> **EXTRACTED INFORMATION**
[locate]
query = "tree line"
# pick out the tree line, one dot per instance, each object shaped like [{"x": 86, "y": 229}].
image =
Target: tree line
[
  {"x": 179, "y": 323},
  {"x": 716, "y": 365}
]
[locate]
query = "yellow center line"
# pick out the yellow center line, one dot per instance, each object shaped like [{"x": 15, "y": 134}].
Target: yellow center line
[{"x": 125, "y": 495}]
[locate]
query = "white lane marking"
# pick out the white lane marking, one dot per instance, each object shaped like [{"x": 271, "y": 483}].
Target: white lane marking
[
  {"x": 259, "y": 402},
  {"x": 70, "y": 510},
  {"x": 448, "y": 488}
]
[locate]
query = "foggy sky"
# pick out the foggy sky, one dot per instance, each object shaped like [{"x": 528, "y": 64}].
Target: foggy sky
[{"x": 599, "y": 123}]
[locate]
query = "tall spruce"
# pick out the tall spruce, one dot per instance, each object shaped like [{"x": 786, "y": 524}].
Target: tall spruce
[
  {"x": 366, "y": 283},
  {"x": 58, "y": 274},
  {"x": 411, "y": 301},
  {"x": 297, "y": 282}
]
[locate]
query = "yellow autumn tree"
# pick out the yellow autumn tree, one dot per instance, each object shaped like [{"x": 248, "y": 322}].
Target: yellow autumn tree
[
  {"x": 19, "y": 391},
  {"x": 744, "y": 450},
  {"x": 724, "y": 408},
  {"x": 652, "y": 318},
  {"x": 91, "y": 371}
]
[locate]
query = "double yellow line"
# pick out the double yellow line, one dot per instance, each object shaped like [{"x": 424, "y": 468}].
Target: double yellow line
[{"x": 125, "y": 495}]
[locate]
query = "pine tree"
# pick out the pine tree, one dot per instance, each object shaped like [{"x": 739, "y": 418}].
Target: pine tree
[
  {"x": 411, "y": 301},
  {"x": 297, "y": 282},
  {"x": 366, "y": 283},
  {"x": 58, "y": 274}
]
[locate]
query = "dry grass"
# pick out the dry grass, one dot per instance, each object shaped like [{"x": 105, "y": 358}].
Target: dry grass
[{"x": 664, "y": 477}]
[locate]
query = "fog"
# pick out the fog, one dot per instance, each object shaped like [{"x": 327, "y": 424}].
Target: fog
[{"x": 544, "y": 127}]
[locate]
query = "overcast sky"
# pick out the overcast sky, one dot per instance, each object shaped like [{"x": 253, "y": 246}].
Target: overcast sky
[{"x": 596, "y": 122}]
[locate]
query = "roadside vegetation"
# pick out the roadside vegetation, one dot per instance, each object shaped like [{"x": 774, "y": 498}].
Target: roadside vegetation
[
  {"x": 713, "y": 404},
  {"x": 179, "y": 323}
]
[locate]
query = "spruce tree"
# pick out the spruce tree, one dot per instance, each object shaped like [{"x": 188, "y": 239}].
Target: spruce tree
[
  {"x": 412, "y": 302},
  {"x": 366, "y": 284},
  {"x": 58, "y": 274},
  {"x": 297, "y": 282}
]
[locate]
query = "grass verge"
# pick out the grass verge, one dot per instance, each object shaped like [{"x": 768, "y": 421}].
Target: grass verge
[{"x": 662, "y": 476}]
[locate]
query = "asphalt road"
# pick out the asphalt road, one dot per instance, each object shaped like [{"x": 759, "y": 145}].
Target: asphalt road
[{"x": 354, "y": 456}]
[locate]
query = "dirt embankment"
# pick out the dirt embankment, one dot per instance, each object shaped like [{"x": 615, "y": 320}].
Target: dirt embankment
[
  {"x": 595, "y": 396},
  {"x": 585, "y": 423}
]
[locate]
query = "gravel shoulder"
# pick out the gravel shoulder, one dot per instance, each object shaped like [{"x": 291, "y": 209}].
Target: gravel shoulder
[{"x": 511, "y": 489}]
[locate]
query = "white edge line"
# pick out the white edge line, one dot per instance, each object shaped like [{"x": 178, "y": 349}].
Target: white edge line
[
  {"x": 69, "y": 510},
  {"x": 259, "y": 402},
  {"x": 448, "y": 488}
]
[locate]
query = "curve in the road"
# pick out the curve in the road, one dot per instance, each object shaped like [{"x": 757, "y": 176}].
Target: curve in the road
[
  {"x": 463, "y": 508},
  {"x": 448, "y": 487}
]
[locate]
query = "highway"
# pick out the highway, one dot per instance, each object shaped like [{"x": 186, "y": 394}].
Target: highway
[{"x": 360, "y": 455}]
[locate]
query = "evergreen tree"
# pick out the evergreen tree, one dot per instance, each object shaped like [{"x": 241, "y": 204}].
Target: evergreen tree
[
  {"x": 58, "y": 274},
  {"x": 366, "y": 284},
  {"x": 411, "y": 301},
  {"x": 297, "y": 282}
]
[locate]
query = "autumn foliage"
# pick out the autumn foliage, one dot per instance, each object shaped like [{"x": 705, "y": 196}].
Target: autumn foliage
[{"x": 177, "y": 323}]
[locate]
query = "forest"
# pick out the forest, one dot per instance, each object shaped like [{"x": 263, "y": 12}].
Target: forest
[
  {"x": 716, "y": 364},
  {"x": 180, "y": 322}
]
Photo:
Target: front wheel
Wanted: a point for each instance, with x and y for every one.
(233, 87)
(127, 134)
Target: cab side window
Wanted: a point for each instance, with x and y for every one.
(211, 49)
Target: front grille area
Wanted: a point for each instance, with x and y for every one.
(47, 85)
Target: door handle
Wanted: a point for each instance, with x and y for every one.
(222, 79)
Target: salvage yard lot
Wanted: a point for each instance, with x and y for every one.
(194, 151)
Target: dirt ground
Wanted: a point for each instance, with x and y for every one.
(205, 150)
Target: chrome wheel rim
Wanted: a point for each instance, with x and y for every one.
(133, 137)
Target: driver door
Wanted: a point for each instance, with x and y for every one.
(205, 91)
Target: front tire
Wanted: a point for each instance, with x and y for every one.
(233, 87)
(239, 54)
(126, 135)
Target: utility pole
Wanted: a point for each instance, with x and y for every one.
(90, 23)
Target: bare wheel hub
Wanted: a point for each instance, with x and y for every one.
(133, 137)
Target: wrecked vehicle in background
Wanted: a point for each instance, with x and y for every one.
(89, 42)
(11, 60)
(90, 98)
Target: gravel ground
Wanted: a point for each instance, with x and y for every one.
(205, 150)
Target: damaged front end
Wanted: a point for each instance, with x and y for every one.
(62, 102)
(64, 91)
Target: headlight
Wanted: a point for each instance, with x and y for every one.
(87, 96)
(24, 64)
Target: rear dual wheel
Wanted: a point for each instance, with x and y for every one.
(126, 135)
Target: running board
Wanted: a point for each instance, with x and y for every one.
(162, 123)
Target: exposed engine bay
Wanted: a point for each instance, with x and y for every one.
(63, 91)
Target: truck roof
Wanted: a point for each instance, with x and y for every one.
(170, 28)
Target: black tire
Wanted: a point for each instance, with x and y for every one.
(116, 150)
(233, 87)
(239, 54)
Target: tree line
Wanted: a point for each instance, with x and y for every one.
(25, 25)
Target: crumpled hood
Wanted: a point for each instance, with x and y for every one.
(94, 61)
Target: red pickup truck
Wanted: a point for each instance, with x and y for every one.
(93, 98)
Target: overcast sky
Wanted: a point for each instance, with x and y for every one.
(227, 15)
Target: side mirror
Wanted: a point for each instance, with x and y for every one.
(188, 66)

> **SET EXERCISE**
Reproduce all the data word for word.

> **RESPONSE TO THIS EXERCISE**
[locate]
query = "tree line"
# pick out the tree line, one dot per instance, each object shaped like [{"x": 86, "y": 229}].
image =
Target: tree line
[
  {"x": 179, "y": 323},
  {"x": 716, "y": 365}
]
[locate]
query = "yellow center line"
# pick out the yellow center line, one dot per instance, each object shaped like [{"x": 15, "y": 134}].
Target: yellow center line
[{"x": 125, "y": 495}]
[locate]
query = "white lane marking"
# pick out the white lane marking, one dot per instance, each object shaped like [{"x": 271, "y": 483}].
Target: white lane marking
[
  {"x": 259, "y": 402},
  {"x": 70, "y": 510},
  {"x": 448, "y": 488}
]
[locate]
query = "foggy sky"
# pick out the foggy sky, one dot per instance, each object shaped like [{"x": 528, "y": 64}].
Target: foggy sky
[{"x": 599, "y": 123}]
[locate]
query = "tall spruce"
# pick out the tall spruce, one dot per instance, each object shaped like [{"x": 786, "y": 524}].
Target: tall spruce
[
  {"x": 366, "y": 283},
  {"x": 58, "y": 274},
  {"x": 411, "y": 301},
  {"x": 297, "y": 282}
]
[locate]
query = "yellow autumn tree"
# pick out the yellow autumn tree, one dot per instance, each object shaped like [{"x": 248, "y": 322}].
Target: yellow autumn tree
[
  {"x": 19, "y": 391},
  {"x": 744, "y": 450},
  {"x": 724, "y": 408},
  {"x": 652, "y": 318},
  {"x": 91, "y": 371}
]
[locate]
query = "double yellow line"
# pick out the double yellow line, one dot per instance, each object shaped like [{"x": 424, "y": 468}].
Target: double yellow line
[{"x": 125, "y": 495}]
[locate]
query = "pine tree"
# pick out the pine tree, one dot per instance, each object shaped like [{"x": 739, "y": 418}].
Target: pine tree
[
  {"x": 411, "y": 301},
  {"x": 297, "y": 282},
  {"x": 366, "y": 283},
  {"x": 58, "y": 274}
]
[locate]
query = "dry grass"
# pick out the dry grass, one dot per instance, each object shaped like [{"x": 105, "y": 358}].
Target: dry grass
[{"x": 664, "y": 477}]
[locate]
query = "fog"
# pick out the fog, one dot per instance, each object shaped like [{"x": 327, "y": 424}].
Target: fog
[{"x": 544, "y": 127}]
[locate]
query = "overcast sky"
# pick out the overcast sky, one dot per instance, each object shaped like [{"x": 253, "y": 246}].
Target: overcast sky
[{"x": 596, "y": 122}]
[locate]
query = "roadside vegetation"
# pick out the roadside vegetation, one dot per instance, each object shaped like [{"x": 774, "y": 498}].
Target: roadside vegetation
[
  {"x": 713, "y": 404},
  {"x": 179, "y": 323}
]
[locate]
query = "spruce tree"
# pick out the spruce tree, one dot per instance, each object shaped like [{"x": 188, "y": 239}].
Target: spruce tree
[
  {"x": 412, "y": 302},
  {"x": 366, "y": 284},
  {"x": 58, "y": 274},
  {"x": 297, "y": 282}
]
[locate]
query = "grass verge"
# pick out the grass verge, one dot per instance, each object shaped like [{"x": 768, "y": 421}].
Target: grass verge
[{"x": 662, "y": 476}]
[locate]
query = "asphalt road"
# pick out the asphalt road, one dot per instance, each object shaped like [{"x": 759, "y": 145}].
Target: asphalt road
[{"x": 354, "y": 456}]
[locate]
query = "dirt embankment"
# pick out the dirt embankment, one dot per instance, each object shaped like [{"x": 615, "y": 320}].
Target: dirt embankment
[
  {"x": 595, "y": 396},
  {"x": 585, "y": 423}
]
[locate]
query = "gravel shoulder"
# pick out the gravel shoulder, one dot per instance, each object shaped like [{"x": 291, "y": 209}].
Target: gravel shoulder
[{"x": 511, "y": 489}]
[locate]
query = "white edge line"
# pick out the white edge line, one dot per instance, each object shaped like [{"x": 178, "y": 349}].
Target: white edge line
[
  {"x": 69, "y": 510},
  {"x": 259, "y": 402},
  {"x": 448, "y": 488}
]
[locate]
query = "curve in the road"
# pick out the curve in the road, one dot per instance, each object shaped like [{"x": 757, "y": 176}].
Target: curve in the road
[
  {"x": 463, "y": 508},
  {"x": 448, "y": 487}
]
[locate]
query = "highway"
# pick out the highway, one dot per instance, each object shaped like [{"x": 186, "y": 394}].
Target: highway
[{"x": 360, "y": 455}]
[locate]
query = "evergreen tree"
# pick out the evergreen tree, one dot per instance, each object shaped like [{"x": 241, "y": 204}].
Target: evergreen tree
[
  {"x": 58, "y": 274},
  {"x": 366, "y": 284},
  {"x": 411, "y": 301},
  {"x": 297, "y": 282}
]
[locate]
query = "autumn foliage"
# pick out the autumn foliage, one dot per instance, each object shaped like [{"x": 705, "y": 196}].
Target: autumn foliage
[{"x": 177, "y": 323}]
[locate]
query = "forest"
# pick out the forest, one dot per instance, each object shaped like [{"x": 263, "y": 12}].
Target: forest
[
  {"x": 716, "y": 364},
  {"x": 180, "y": 322}
]
Photo:
Target: front wheel
Wanted: a point for each instance, with x and y for every one.
(233, 87)
(127, 134)
Target: cab side window
Wanted: a point for each instance, with x and y for every one.
(211, 49)
Target: front grille area
Wanted: a point for each instance, with x and y for every one.
(47, 85)
Target: door handle
Wanted: a point for each instance, with x and y for every one.
(222, 79)
Target: salvage yard lot
Wanted: a point for each instance, with x and y for every one.
(194, 151)
Target: dirt ground
Wanted: a point for each instance, with x and y for every one.
(205, 150)
Target: chrome wheel rim
Wanted: a point for each instance, with x and y for every one.
(133, 137)
Target: driver door
Wanted: a point for each instance, with x and y for every one.
(205, 91)
Target: front tire
Wanted: a point for each instance, with x and y for every one.
(233, 87)
(239, 54)
(126, 135)
Target: utility pole
Wanted: a point for each instance, with x and y for every one.
(90, 23)
Target: bare wheel hub
Wanted: a point for each instance, with x and y for every one.
(133, 137)
Target: wrecked vehicle in background
Wanted: a point for each instance, with x and y for every one.
(89, 42)
(11, 60)
(90, 98)
Target: gravel ground
Wanted: a point for each instance, with x and y for every one.
(205, 150)
Target: damaged front end
Wanted: a point for each instance, with x and y for every one.
(62, 102)
(64, 91)
Target: headlight
Wanted: a point for each instance, with x and y for every one.
(87, 96)
(24, 64)
Target: rear dual wheel
Wanted: a point for each instance, with x and y for every one.
(126, 135)
Target: running board
Wanted: a point for each instance, with x and y for every one.
(162, 123)
Target: exposed engine bay
Wanted: a point for each instance, with x and y for every one.
(63, 91)
Target: truck roof
Wanted: a point for each instance, with x and y for every one.
(170, 28)
Target: black tire
Wanted: a point for each instance, with x and y for every one.
(116, 150)
(233, 87)
(239, 54)
Target: tree line
Wanted: a point for each instance, with x and y for every one.
(25, 25)
Target: crumpled hood
Wanted: a point for each instance, with x and y for every one.
(94, 61)
Target: red pickup truck
Wanted: a point for each instance, with x and y for every one.
(93, 98)
Target: overcast sky
Wanted: a point for each instance, with x and y for every one.
(227, 15)
Target: side mirror
Wanted: a point for each instance, with x and y for every one.
(188, 66)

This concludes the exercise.